### Exercise requirements:
Starting from the line containing "of the rough", write out the rest of the entries exactly, through the final line, including nothing else.
····················
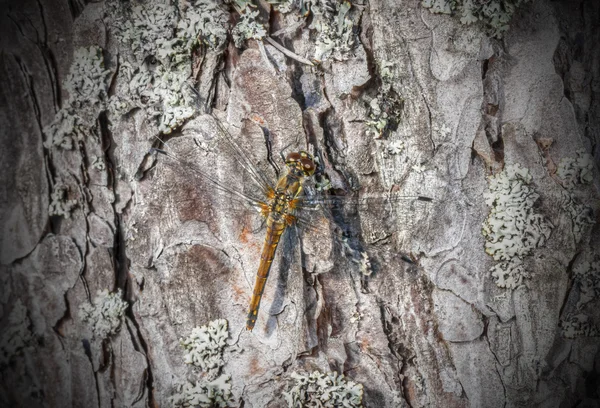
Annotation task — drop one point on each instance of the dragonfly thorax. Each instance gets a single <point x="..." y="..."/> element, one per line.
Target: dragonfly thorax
<point x="301" y="164"/>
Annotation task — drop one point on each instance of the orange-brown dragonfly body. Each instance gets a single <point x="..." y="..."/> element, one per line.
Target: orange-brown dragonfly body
<point x="279" y="204"/>
<point x="279" y="212"/>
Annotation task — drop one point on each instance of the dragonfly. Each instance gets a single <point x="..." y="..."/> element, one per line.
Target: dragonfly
<point x="282" y="204"/>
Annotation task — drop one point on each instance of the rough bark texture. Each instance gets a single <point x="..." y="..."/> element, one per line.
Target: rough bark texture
<point x="437" y="331"/>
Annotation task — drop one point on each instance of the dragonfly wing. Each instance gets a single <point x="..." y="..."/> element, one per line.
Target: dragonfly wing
<point x="194" y="172"/>
<point x="215" y="134"/>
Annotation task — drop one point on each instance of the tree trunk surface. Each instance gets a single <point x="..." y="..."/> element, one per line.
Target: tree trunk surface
<point x="113" y="253"/>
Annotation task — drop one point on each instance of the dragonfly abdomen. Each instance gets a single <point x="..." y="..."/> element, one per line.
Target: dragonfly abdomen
<point x="274" y="231"/>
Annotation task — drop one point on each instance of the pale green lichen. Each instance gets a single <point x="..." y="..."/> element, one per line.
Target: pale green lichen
····················
### Response:
Annotation task — drop one point on each instance of the rough bark texture. Each instance gets a single <point x="..." y="..."/> element, one per line.
Target: rough bark texture
<point x="437" y="331"/>
Annotation task — drop one point on each instance of the dragonfly wing. Each instance gets a single <point x="..." y="..."/> element, one per line.
Target: dragonfly wing
<point x="194" y="172"/>
<point x="215" y="134"/>
Annotation task — drop one point on each instance of the tree trunk surface. Each instance gets a single <point x="..." y="..."/> element, one per line.
Target: tree trunk surface
<point x="113" y="253"/>
Annotation task — drop one point on each instance of the dragonfly abdomen. Each instance gets a single <point x="..." y="..."/> element, one per line.
Target: dragonfly abdomen
<point x="274" y="231"/>
Annotation task — drop one point on each instance of the pale green lichen. Each instance gets a single <point x="..." y="..."/> element, one per line.
Target: pale green lichen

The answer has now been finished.